__WORK REQUIRED__: An exact copy of all the entries is what is needed here.

-- TASK MATERIAL follows --

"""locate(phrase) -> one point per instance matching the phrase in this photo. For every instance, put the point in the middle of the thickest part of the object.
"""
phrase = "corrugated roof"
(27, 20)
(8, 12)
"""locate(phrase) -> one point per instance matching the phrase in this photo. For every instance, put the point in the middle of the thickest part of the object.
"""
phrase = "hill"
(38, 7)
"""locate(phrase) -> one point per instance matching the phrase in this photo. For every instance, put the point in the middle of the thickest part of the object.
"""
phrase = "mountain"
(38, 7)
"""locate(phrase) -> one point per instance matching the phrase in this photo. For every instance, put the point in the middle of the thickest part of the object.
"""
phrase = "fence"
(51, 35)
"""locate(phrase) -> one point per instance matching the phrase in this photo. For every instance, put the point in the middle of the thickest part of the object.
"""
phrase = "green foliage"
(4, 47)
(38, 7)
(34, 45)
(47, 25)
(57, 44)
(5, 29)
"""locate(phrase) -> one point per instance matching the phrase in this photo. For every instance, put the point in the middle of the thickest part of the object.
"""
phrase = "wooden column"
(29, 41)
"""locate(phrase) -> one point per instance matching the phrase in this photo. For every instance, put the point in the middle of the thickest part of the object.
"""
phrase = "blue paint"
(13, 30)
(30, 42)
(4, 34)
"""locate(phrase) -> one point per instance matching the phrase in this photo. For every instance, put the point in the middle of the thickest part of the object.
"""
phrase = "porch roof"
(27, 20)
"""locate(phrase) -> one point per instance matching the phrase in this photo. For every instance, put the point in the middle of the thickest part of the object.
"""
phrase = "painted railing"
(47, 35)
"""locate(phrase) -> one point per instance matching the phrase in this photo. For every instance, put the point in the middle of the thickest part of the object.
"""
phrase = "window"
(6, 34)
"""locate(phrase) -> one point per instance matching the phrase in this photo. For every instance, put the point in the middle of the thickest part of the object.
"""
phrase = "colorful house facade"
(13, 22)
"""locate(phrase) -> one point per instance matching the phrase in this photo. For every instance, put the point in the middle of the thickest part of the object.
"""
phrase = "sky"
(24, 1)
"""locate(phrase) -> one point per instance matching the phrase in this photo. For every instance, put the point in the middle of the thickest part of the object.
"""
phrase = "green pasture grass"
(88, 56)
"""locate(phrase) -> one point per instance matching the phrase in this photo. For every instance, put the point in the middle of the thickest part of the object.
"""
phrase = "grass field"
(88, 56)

-- TASK MATERIAL concluded --

__EXERCISE SOLUTION__:
"""locate(phrase) -> one point per instance matching the phrase in this photo. For every instance, put the point in the middle of the thickest part of the object.
"""
phrase = "corrugated roof"
(27, 20)
(8, 12)
"""locate(phrase) -> one point per instance matching the phrase in this photo. For every instance, put the point in the middle of the thickest part of the object.
"""
phrase = "hill"
(38, 7)
"""locate(phrase) -> one point per instance matching the phrase in this photo. For every instance, put the point in the middle of the thickest part of the object.
"""
phrase = "mountain"
(38, 7)
"""locate(phrase) -> one point per instance matching the phrase in this photo. For every instance, put the point in the middle of the thickest part of the object.
"""
phrase = "fence"
(51, 35)
"""locate(phrase) -> one point per instance matching the phrase in this photo. For every instance, put the point in the middle of the thickest part of the object.
"""
phrase = "green foliage"
(4, 47)
(38, 7)
(34, 45)
(47, 25)
(57, 44)
(5, 29)
"""locate(phrase) -> one point per instance matching the phrase in this photo. For every instance, put the point in the middle of the thickest part of the object.
"""
phrase = "wooden column"
(29, 41)
"""locate(phrase) -> one point per instance matching the phrase in this photo. For every instance, put the point in the middle of the thickest part of the object.
"""
phrase = "blue paint"
(13, 30)
(30, 42)
(4, 34)
"""locate(phrase) -> one point per instance matching the phrase in this photo. For every instance, put the point in the middle of the thickest part of the object.
"""
phrase = "porch roof"
(27, 20)
"""locate(phrase) -> one point per instance matching the phrase in this photo. For every instance, put the point in the middle of the thickest part of the object.
"""
phrase = "painted railing"
(47, 35)
"""locate(phrase) -> one point per instance matching the phrase in this photo. For every instance, put the point in the middle of the thickest part of the object.
"""
phrase = "window"
(6, 34)
"""locate(phrase) -> one point per instance matching the phrase in this photo. For every instance, put the point in the middle of the thickest part of the object.
"""
phrase = "colorful house facade"
(13, 22)
"""locate(phrase) -> one point per instance matching the phrase in this photo. For every instance, put the point in the middle of the thickest part of the object.
"""
phrase = "sky"
(24, 1)
"""locate(phrase) -> one point per instance matching the phrase in this photo. For every instance, put the point in the middle of the thickest part of the object.
"""
phrase = "green pasture grass"
(88, 56)
"""locate(phrase) -> one point per instance matching the phrase in this photo. For every instance, put the point in the middle of the thickest part of the object.
"""
phrase = "grass field"
(88, 56)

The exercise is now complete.